* Excerpted text:
╔══

I just think I am not getting this stuff, since as you say, it should take 4 and a half minutes to do that problem.

I don't know why people keep saying that doing problems will alleviate this problem, but I'm just not seeing that? I spend hours doing problems, and my problem-solving abilities don't seem to improve as much as people seem to suggest around here. At best, I think I could probably solve the problem in 6 minutes, and that's rushing through it...

I can't really comment on the professor or you, but based on what you have said the professor is actually at least in part, teaching you the concepts.

The idea for things like physics, applied mathematics, statistics and to some degree pure mathematics is that you start off with really general concepts and then you take a lot of them and meld them together with a bunch of constraints to get either a model or a new concept to use.

The idea of doing derivations is not only for the sake of proving results: it's also used to go through what the concepts are and how they play a role in some new result, model or similar representation.

What you should be paying really close attention to is not only what these constraints are and what they mean 'in english' or your language of choice, but also what these constraints mean physically and what the melded formula means physically when it has been proven if your professor is doing so.

╚══

* Directives:
(A) In the excerpt on problem solving:
(i) How long should the problem take, according to what the writer has been told?
(ii) At best, in how many minutes does the writer think they could solve it?
(iii) Besides proving results, what are derivations also used for?
(B) In the excerpt on problem solving, take the part that opens with the words "I don't know" and closes with "you the concepts.", and write it out again with "hours" swapped for "whole afternoons".

* Recorded information:
╔══

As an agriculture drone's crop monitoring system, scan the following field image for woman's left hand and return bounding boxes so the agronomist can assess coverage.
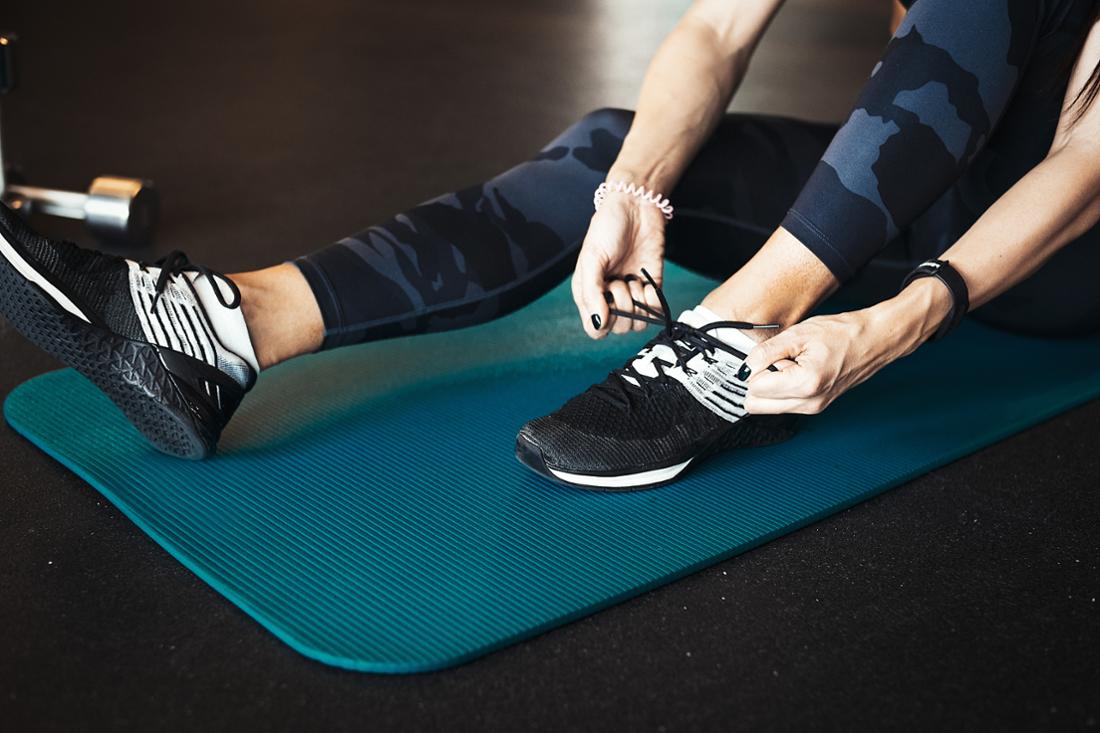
[745,310,891,415]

╚══

* Solutions per task:
(A)
(i) Four and a half minutes.
(ii) Six minutes, and that's rushing through it.
(iii) Going through what the concepts are and how they play a role in some new result, model or similar representation.

(B)
I don't know why people keep saying that doing problems will alleviate this problem, but I'm just not seeing that? I spend whole afternoons doing problems, and my problem-solving abilities don't seem to improve as much as people seem to suggest around here. At best, I think I could probably solve the problem in 6 minutes, and that's rushing through it...

I can't really comment on the professor or you, but based on what you have said the professor is actually at least in part, teaching you the concepts.